# 给定任务 1
根据下方题解回答以下问题:
(a) 示例 1 的输出是多少?
(b) k1 和 k2 合并后的总操作次数 k 等于什么?
(c) 这道题的关键思路是什么?
# 给定任务 2
请从下方题解中原样摘录从“给你两个长度为 n 的正整数数组”到“执行至多 k2 次操作后,两数组间的最小平方差之和。”的部分。

# 文档节选
-*-*-
Medium

题目描述

给你两个长度为 n 的正整数数组 nums1nums2

数组 nums1nums2 的平方差之和定义为所有 (nums1[i] - nums2[i])² 的和,其中 0 <= i < n

同时给你两个正整数 k1k2。你可以将 nums1 中的任意元素 +1-1 至多 k1 次。类似地,你可以将 nums2 中的任意元素 +1-1 至多 k2 次。

返回在对数组 nums1 执行至多 k1 次操作且对数组 nums2 执行至多 k2 次操作后,两数组间的最小平方差之和。

注意:你可以将数组元素变为负整数。

示例 1:

输入:nums1 = [1,2,3,4], nums2 = [2,10,20,19], k1 = 0, k2 = 0
输出:579
解释:nums1 和 nums2 中的元素不能修改,因为 k1 = 0 和 k2 = 0。
平方差之和为:(1 - 2)² + (2 - 10)² + (3 - 20)² + (4 - 19)² = 579。

示例 2:

输入:nums1 = [1,4,10,12], nums2 = [5,8,6,9], k1 = 1, k2 = 1
输出:43
解释:一种获得最小平方差之和的方式是:
- 将 nums1[0] 增加一次。
- 将 nums2[2] 增加一次。
最小平方差之和为:(2 - 5)² + (4 - 8)² + (10 - 7)² + (12 - 9)² = 43。

约束条件:

  • n == nums1.length == nums2.length
  • 1 <= n <= 10⁵
  • 0 <= nums1[i], nums2[i] <= 10⁵
  • 0 <= k1, k2 <= 10⁹

解题思路

这道题的关键思路是贪心算法 + 二分搜索

首先理解问题本质:对 nums1[i] 加1等价于对 nums2[i] 减1,反之亦然。因此 k1k2 可以合并为总操作次数 k = k1 + k2

核心策略是贪心地减少最大的差值。每次操作都应该针对当前差值最大的位置,这样能最大化减少平方差之和。

解法思路:

  1. 计算初始差值:对每个位置计算 |nums1[i] - nums2[i]|
  2. 二分搜索最大差值:在操作 k 次后,剩余的最大差值是多少
  3. 贪心分配操作:优先处理差值大的位置,将其降到目标值

具体实现中,我们二分搜索最终的最大差值 maxDiff。对于每个可能的 maxDiff,计算需要多少次操作才能使所有差值都不超过 maxDiff。如果所需操作次数不超过 k,说明这个 maxDiff 是可达的。

找到最小的可达 maxDiff 后,我们模拟操作过程:先将所有大于 maxDiff 的差值降到 maxDiff,然后用剩余操作次数进一步优化。
-*-*-
# 数据展示
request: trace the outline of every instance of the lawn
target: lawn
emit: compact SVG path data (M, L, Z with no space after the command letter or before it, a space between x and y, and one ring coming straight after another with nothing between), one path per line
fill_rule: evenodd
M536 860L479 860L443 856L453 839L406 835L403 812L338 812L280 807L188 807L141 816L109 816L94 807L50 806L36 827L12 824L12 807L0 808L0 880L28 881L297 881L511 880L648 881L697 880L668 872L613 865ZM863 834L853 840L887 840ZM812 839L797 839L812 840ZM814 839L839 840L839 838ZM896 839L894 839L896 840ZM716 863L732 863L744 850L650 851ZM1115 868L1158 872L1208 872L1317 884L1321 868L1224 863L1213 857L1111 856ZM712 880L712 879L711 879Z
-*-*-
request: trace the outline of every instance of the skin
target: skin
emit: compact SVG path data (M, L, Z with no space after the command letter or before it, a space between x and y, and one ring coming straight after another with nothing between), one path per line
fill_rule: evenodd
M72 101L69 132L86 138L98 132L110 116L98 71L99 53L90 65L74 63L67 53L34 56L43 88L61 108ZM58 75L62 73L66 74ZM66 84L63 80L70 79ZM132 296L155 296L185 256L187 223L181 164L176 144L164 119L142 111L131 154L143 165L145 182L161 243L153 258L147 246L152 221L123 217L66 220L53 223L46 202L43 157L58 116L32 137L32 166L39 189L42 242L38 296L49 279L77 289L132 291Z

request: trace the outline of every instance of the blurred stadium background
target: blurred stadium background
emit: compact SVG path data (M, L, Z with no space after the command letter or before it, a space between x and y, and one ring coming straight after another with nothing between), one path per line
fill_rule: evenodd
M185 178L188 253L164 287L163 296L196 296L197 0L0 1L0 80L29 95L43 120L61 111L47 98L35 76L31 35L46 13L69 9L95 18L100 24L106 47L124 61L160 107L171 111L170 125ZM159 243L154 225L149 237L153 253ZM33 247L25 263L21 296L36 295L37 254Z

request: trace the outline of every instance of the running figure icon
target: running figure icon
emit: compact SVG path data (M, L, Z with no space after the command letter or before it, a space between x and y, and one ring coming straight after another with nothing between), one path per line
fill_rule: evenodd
-*-*-
# 练习答案 1
(a) 579
(b) k = k1 + k2
(c) 贪心算法 + 二分搜索

# 练习答案 2
给你两个长度为 n 的正整数数组 nums1nums2

数组 nums1nums2 的平方差之和定义为所有 (nums1[i] - nums2[i])² 的和,其中 0 <= i < n

同时给你两个正整数 k1k2。你可以将 nums1 中的任意元素 +1-1 至多 k1 次。类似地,你可以将 nums2 中的任意元素 +1-1 至多 k2 次。

返回在对数组 nums1 执行至多 k1 次操作且对数组 nums2 执行至多 k2 次操作后,两数组间的最小平方差之和。